━━━ GIVEN PASSAGE ━━━
In March 1891, he took part in an anarchist meeting in Saint-Denis as one of three scheduled speakers—Faure and Tortelier was also expected but canceled last minute. During his speech, he argued that lexicography—the science of words—was deeply shaped by bourgeois ideology, and that dictionaries should be reimagined in the future to transcend this bias.

The 1st of May 1891, as he was being raided by the police, a small group of anarchists marched toward Clichy. On their way, they encountered four policemen, leading to a confrontation. Some of the anarchists entered a nearby bar to buy something to drink. Shortly after, the police stormed the bar to seize what they considered a "seditious symbol"—a red flag carried by the group. Gunfire was exchanged. Three members of the group, Henri Decamps, Charles Dardare, and Louis Léveillé, refused to surrender and were struck with sabers. They were then taken to the Clichy police station, where they were pistol-whipped and kicked before being left without medical treatment or water. Upon learning from the press that Decamps had allegedly died from his injuries in the hospital, Martinet rushed there, intent on forcibly retrieving the body—only to be calmed down after staff assured him his friend was still alive.
━━━ INFORMATION SUPPLIED ━━━
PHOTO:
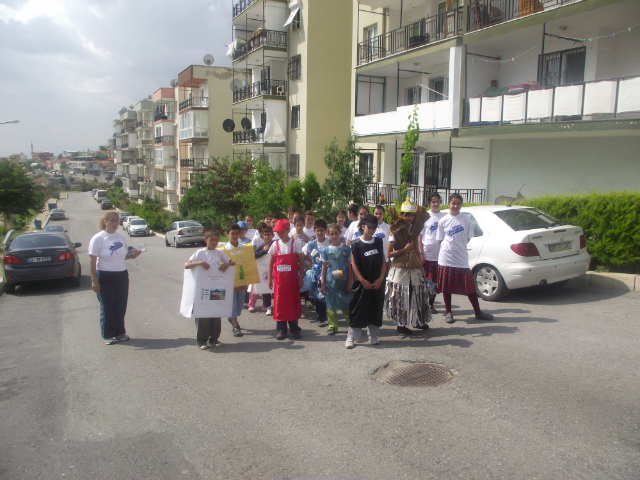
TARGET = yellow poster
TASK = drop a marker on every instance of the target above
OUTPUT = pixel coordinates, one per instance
(246, 268)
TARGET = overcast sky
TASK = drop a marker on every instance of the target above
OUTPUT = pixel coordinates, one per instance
(68, 66)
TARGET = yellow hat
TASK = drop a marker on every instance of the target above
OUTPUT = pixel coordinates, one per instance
(408, 207)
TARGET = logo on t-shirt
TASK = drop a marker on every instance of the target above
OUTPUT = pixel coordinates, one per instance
(115, 246)
(453, 230)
━━━
- DIRECTIONS -
1) In the text on the 1891 anarchist events, where were Henri Decamps, Charles Dardare, and Louis Léveillé taken after being struck with sabers?
2) Retype the text on the 1891 anarchist events from "In March 1891, he" up to and including "transcend this bias.".
The listing has no connection to the text.

- PROBLEM SOLUTIONS -
1) They were taken to the Clichy police station.

2)
In March 1891, he took part in an anarchist meeting in Saint-Denis as one of three scheduled speakers—Faure and Tortelier was also expected but canceled last minute. During his speech, he argued that lexicography—the science of words—was deeply shaped by bourgeois ideology, and that dictionaries should be reimagined in the future to transcend this bias.